- **About this task**
To complete the exercise, write out all the data exactly.

[Data shown Boundary: Start]

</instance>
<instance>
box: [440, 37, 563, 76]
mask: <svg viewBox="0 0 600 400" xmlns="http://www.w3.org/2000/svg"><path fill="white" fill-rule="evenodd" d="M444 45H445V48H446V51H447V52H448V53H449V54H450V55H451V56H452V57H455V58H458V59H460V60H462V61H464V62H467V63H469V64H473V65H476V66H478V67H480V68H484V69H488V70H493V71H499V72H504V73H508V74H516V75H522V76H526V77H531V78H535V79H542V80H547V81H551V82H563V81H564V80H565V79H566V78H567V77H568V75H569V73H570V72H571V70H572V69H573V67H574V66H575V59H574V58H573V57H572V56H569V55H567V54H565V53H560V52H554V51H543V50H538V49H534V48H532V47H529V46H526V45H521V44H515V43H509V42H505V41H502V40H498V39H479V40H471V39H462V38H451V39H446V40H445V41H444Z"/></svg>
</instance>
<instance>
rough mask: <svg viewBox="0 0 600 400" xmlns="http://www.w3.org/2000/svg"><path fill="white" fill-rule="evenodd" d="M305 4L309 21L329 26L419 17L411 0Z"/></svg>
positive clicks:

[Data shown Boundary: End]

- **Reply**
</instance>
<instance>
box: [440, 37, 563, 76]
mask: <svg viewBox="0 0 600 400" xmlns="http://www.w3.org/2000/svg"><path fill="white" fill-rule="evenodd" d="M444 45H445V48H446V51H447V52H448V53H449V54H450V55H451V56H452V57H455V58H458V59H460V60H462V61H464V62H467V63H469V64H473V65H476V66H478V67H480V68H484V69H488V70H493V71H499V72H504V73H508V74H516V75H522V76H526V77H531V78H535V79H542V80H547V81H551V82H563V81H564V80H565V79H566V78H567V77H568V75H569V73H570V72H571V70H572V69H573V67H574V66H575V59H574V58H573V57H572V56H569V55H567V54H565V53H560V52H554V51H543V50H538V49H534V48H532V47H529V46H526V45H521V44H515V43H509V42H505V41H502V40H498V39H479V40H471V39H462V38H451V39H446V40H445V41H444Z"/></svg>
</instance>
<instance>
rough mask: <svg viewBox="0 0 600 400" xmlns="http://www.w3.org/2000/svg"><path fill="white" fill-rule="evenodd" d="M305 4L309 21L329 26L419 17L411 0Z"/></svg>
positive clicks:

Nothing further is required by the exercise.